_Extract provided_
No matter the size of your estate—large or modest—everyone owns an “estate” of sorts. An estate plan simply ensures that everything you own, and what you wish to happen if you become incapacitated or pass away, will be handled the way you intend under Florida law. By creating a plan, you reduce the chances your family is left guessing about your wishes.
A will defines who you want to receive your assets when you pass away and names a guardian for minor children. In Florida, it must be in writing, signed by you and witnessed by at least two people.
You’ll want both a financial power of attorney (so someone can manage your finances if you’re incapacitated) and a health care surrogate/designation of health-care proxy or living will in Florida.
A trust allows a third party (trustee) to hold assets on your behalf and specify how and when they will pass to your beneficiaries. In Florida, trusts can help manage assets, avoid or reduce probate, and maintain privacy.
Florida offers special protections (homestead protection) for your primary residence, and unique laws covering probate, intestacy, trusts, etc.
In Florida, nearly everyone can benefit from an estate plan — not just the wealthy. If you own a home, have bank accounts, investments, or personal property, an estate plan ensures those assets are managed and distributed according to your wishes. It also helps avoid confusion for your loved ones under Florida’s probate laws, which can be complex without clear instructions.
A solid Florida estate plan protects your family, preserves your assets, and provides direction if you become incapacitated or pass away. It can help:
Designate who inherits your assets.
Appoint someone to make financial or health-care decisions if you can’t.
Protect your Florida homestead property.
Reduce delays and costs associated with probate.
Support charitable or legacy goals.
The best time to start your estate plan is now — before you need it. Major life changes such as buying a home in Florida, getting married, having children, or starting a business are great opportunities to begin. Planning early ensures your wishes are legally documented and updated to comply with Florida’s laws.
A Florida estate plan typically includes:
Last Will and Testament – Specifies who receives your property and who will manage your estate.
Durable Power of Attorney – Authorizes someone to handle your finances if you’re unable to.
Health Care Surrogate & Living Will – Outlines medical decisions and end-of-life preferences.
Revocable or Irrevocable Trust – Helps manage assets, avoid probate, and maintain privacy.
Beneficiary Designations – Ensures life insurance and retirement accounts transfer smoothly.
Estate planning and financial planning go hand in hand. A financial plan helps you grow your assets; an estate plan protects and distributes them. Coordinating both ensures your investments, retirement accounts, and insurance policies align with your legacy goals under Florida law.

_Dataset content_
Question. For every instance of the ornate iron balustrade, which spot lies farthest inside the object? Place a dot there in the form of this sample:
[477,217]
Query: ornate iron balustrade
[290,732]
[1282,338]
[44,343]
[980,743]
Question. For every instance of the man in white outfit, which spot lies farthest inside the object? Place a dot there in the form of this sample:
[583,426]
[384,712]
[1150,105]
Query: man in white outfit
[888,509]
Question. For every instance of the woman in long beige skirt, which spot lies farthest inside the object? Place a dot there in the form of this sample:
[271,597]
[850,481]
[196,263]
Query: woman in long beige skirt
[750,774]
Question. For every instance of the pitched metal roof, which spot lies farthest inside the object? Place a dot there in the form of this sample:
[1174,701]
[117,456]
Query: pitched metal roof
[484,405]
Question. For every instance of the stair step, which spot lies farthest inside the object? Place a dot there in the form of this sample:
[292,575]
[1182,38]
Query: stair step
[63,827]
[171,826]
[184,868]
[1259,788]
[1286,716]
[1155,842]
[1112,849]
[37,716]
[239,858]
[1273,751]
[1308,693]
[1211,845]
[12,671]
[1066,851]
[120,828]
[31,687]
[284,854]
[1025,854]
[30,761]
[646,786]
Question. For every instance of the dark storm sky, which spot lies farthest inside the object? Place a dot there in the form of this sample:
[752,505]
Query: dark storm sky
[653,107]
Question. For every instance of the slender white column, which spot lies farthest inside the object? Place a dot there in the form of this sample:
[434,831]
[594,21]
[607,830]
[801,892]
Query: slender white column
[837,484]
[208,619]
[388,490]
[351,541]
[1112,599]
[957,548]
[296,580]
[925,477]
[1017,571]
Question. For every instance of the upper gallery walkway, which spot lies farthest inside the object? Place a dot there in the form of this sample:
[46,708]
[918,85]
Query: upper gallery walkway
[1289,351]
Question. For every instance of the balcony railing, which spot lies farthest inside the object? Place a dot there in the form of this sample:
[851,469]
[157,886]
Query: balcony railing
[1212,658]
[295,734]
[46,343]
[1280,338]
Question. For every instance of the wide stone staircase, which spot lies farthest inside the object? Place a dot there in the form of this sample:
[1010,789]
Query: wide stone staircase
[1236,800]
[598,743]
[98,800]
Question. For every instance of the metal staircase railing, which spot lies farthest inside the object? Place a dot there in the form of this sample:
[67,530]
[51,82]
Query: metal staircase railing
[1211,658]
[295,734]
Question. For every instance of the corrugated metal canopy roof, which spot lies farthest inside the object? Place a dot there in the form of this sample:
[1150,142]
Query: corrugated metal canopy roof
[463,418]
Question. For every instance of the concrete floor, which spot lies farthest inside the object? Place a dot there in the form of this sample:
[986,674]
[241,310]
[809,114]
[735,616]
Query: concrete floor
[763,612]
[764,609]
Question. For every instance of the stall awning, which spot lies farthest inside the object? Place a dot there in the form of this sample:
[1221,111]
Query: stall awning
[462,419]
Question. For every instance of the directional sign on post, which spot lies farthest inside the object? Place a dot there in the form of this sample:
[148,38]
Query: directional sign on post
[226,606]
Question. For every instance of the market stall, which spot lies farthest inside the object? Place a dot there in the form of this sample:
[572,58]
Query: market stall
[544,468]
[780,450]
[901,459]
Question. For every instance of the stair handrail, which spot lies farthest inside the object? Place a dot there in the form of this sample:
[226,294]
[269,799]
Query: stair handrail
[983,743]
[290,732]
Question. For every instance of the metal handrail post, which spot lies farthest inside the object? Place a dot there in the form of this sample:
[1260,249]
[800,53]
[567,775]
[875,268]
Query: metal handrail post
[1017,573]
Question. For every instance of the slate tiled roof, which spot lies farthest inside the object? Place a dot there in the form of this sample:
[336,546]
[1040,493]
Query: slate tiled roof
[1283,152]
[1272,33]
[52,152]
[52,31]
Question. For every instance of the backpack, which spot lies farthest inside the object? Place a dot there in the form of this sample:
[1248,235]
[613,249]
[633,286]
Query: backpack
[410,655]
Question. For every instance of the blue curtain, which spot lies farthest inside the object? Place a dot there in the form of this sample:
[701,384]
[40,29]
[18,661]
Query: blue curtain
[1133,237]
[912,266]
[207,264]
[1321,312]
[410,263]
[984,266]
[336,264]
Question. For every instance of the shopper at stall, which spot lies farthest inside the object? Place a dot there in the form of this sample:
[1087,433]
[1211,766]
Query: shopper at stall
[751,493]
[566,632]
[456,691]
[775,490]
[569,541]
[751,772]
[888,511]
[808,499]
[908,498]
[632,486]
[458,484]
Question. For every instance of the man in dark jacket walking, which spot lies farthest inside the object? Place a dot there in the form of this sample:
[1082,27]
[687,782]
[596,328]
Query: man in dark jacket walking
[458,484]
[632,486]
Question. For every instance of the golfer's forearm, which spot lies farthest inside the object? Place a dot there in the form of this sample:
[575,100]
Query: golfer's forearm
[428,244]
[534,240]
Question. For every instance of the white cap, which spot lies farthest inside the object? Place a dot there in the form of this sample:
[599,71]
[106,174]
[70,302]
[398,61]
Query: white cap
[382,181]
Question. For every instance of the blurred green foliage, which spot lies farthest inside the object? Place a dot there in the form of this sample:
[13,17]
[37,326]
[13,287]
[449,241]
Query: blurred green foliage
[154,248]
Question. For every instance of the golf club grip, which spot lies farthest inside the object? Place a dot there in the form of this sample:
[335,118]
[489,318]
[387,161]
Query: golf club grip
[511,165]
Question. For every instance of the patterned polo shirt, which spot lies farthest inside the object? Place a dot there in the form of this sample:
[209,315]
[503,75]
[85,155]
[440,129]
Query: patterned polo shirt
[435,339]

_Problems and tasks_
**1)** In the Florida estate planning text, how many people must witness a will?
**2)** Please write the next part of the Florida estate planning text, picking up after its final sentence.

_Task-by-task results_
**1)** At least two people.

**2)**
Yes. While a will is essential, it only takes effect after your death and doesn’t avoid probate. A more complete strategy — including a trust, durable power of attorney, and health care documents — can protect you during your lifetime and simplify matters for your heirs.
Absolutely. Even if you don’t have children, you likely have assets or causes you care about. An estate plan lets you choose who will receive your property, who will manage your affairs, and how your medical decisions will be handled in Florida — rather than leaving those choices up to state law.
Couples often plan together to coordinate decisions about shared property and dependents. However, under Florida law, each person should have their own individual will, powers of attorney, and health care directives, even if most provisions mirror each other.
If you pass away without an estate plan in Florida, state intestacy laws decide who inherits your assets. This may not reflect your wishes and can lead to costly, time-consuming probate proceedings. Without advance directives, your loved ones may also face difficult decisions about your care.
Yes. Certain tools — such as revocable living trusts, joint ownership, transfer-on-death designations, and properly structured beneficiary forms — can help you bypass Florida’s probate process. This saves time, maintains privacy, and reduces expenses for your heirs.
Review your Florida estate plan every 3–5 years, or sooner if:
You move to or from Florida.
You buy or sell property.
You get married, divorced, or have children.
Your financial situation changes significantly.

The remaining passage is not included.